■ PROBLEM DETAILS
Put every line of the records below into a Markdown table with two columns, No. and Text. Number each line and leave out blank lines.

■ DATA ENTRIES

□ □ □ □

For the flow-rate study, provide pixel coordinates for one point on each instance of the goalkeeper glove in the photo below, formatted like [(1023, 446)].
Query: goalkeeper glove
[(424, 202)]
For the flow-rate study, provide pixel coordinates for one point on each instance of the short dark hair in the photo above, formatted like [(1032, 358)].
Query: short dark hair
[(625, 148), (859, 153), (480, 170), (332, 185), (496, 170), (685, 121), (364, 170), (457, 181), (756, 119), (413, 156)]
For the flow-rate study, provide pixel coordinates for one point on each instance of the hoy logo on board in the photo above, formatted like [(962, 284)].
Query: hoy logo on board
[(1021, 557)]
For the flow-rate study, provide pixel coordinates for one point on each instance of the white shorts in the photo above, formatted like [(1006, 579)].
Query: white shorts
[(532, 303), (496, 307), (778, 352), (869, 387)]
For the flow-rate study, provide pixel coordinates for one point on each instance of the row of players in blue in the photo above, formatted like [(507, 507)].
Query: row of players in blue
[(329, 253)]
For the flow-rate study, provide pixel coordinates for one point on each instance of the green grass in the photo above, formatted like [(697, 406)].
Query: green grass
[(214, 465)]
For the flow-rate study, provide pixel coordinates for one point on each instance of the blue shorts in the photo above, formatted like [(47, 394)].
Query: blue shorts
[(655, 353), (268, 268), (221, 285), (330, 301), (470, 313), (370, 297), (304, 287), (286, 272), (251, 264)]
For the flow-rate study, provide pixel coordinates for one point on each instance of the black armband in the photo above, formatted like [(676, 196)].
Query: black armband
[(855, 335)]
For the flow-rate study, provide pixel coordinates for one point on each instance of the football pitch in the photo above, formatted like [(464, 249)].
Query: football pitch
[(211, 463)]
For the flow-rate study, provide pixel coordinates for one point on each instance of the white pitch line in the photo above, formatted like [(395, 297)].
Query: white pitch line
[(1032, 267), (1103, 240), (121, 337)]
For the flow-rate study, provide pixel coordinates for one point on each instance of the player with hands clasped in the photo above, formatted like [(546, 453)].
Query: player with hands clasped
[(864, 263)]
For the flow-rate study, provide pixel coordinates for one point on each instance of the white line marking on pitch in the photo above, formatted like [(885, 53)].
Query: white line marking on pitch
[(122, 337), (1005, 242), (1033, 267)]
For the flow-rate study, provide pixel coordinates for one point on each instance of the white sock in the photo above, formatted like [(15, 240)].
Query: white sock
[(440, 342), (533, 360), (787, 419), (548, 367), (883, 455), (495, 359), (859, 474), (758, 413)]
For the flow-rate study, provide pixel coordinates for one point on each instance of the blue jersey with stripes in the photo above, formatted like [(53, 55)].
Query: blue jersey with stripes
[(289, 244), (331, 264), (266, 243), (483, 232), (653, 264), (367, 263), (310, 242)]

□ □ □ □

■ OUTPUT
| No. | Text |
|---|---|
| 1 | For the flow-rate study, provide pixel coordinates for one point on each instance of the goalkeeper glove in the photo below, formatted like [(1023, 446)]. |
| 2 | Query: goalkeeper glove |
| 3 | [(424, 202)] |
| 4 | For the flow-rate study, provide pixel coordinates for one point on each instance of the short dark hair in the photo above, formatted like [(1032, 358)]. |
| 5 | Query: short dark hair |
| 6 | [(625, 148), (859, 153), (480, 170), (332, 185), (496, 170), (685, 121), (364, 170), (457, 181), (756, 119), (413, 156)] |
| 7 | For the flow-rate study, provide pixel coordinates for one point on each instance of the hoy logo on board in the photo above, formatted like [(962, 284)]. |
| 8 | Query: hoy logo on board |
| 9 | [(1021, 557)] |
| 10 | For the flow-rate study, provide pixel coordinates for one point on each instance of the white shorts in the photo above, formatted like [(1006, 579)]. |
| 11 | Query: white shorts |
| 12 | [(532, 303), (496, 307), (778, 352), (869, 387)] |
| 13 | For the flow-rate study, provide pixel coordinates for one point on each instance of the row of players in blue in the photo above, formatted like [(507, 507)]. |
| 14 | Query: row of players in blue |
| 15 | [(329, 253)] |
| 16 | For the flow-rate study, provide pixel coordinates for one point on each instance of the green grass in the photo above, formatted like [(697, 406)]. |
| 17 | Query: green grass |
| 18 | [(214, 465)] |
| 19 | For the flow-rate study, provide pixel coordinates for one point on each instance of the blue shorts in the photo above, formatted like [(47, 394)]. |
| 20 | Query: blue shorts |
| 21 | [(655, 353), (268, 268), (221, 285), (330, 301), (470, 313), (370, 297), (304, 287), (286, 272), (251, 264)] |
| 22 | For the flow-rate study, provide pixel coordinates for one point on each instance of the black armband in the photo above, formatted like [(676, 196)]. |
| 23 | Query: black armband |
| 24 | [(855, 335)] |
| 25 | For the flow-rate study, provide pixel coordinates for one point on each instance of the football pitch in the photo above, formatted like [(464, 249)]. |
| 26 | Query: football pitch |
| 27 | [(211, 463)] |
| 28 | For the flow-rate study, provide pixel coordinates for one point on each instance of the white pitch line in the photo above, formatted like [(395, 297)]. |
| 29 | Query: white pitch line |
| 30 | [(1032, 267), (1103, 240), (121, 337)] |
| 31 | For the flow-rate study, provide pixel coordinates for one point on each instance of the player with hands clasped in the photo above, formatted like [(546, 453)]. |
| 32 | Query: player with hands clasped |
| 33 | [(864, 263)] |
| 34 | For the flow-rate study, provide pixel coordinates for one point on each instance of the white line marking on pitch in the photo above, formatted like [(885, 53)]. |
| 35 | Query: white line marking on pitch |
| 36 | [(122, 337), (1005, 242), (1033, 267)] |
| 37 | For the flow-rate study, provide pixel coordinates for one point on each instance of the white sock in the photo above, formatted like [(15, 240)]. |
| 38 | Query: white sock |
| 39 | [(440, 342), (533, 360), (787, 419), (548, 367), (883, 455), (495, 359), (859, 474), (758, 413)] |
| 40 | For the flow-rate study, provide pixel coordinates for one point on each instance of the blue jersey with stripes in the photo above, formatted like [(53, 55)]. |
| 41 | Query: blue jersey with stripes |
| 42 | [(289, 244), (331, 264), (266, 243), (483, 232), (653, 264), (367, 263), (310, 242)] |